# What you have to do
Present the following data again exactly as it is shown.

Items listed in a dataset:
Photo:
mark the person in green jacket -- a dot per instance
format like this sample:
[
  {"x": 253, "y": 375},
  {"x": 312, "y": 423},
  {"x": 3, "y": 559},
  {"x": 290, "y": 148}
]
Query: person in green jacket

# Output below
Photo:
mark the person in green jacket -- a dot per instance
format like this sample:
[
  {"x": 253, "y": 375},
  {"x": 312, "y": 423},
  {"x": 3, "y": 559},
  {"x": 290, "y": 148}
]
Query: person in green jacket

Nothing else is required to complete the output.